= Aim of the exercise =
Return the data below unchanged, line for line, and omit the pictures.
+++
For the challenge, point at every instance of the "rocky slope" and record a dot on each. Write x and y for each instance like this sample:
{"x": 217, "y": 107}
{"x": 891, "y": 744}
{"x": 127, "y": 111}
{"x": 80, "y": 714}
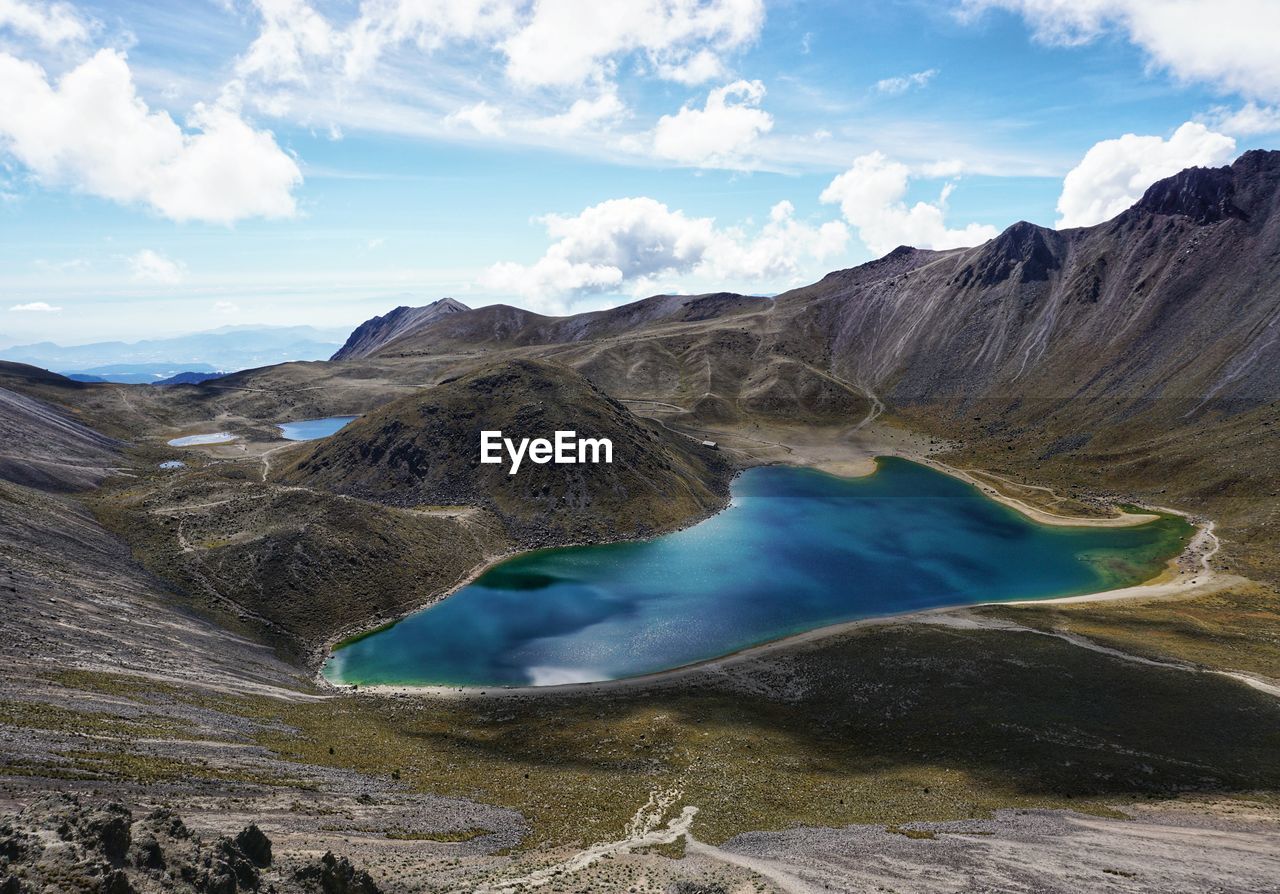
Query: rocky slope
{"x": 45, "y": 447}
{"x": 424, "y": 450}
{"x": 1173, "y": 305}
{"x": 374, "y": 334}
{"x": 59, "y": 843}
{"x": 503, "y": 325}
+++
= Answer for the task =
For the challenge, point at every instance of the "rocky slope" and record a dot on each. Write x and y for each instance like this sample:
{"x": 217, "y": 107}
{"x": 891, "y": 744}
{"x": 127, "y": 111}
{"x": 80, "y": 714}
Query: rocky slope
{"x": 45, "y": 447}
{"x": 424, "y": 450}
{"x": 1173, "y": 305}
{"x": 374, "y": 334}
{"x": 59, "y": 843}
{"x": 503, "y": 325}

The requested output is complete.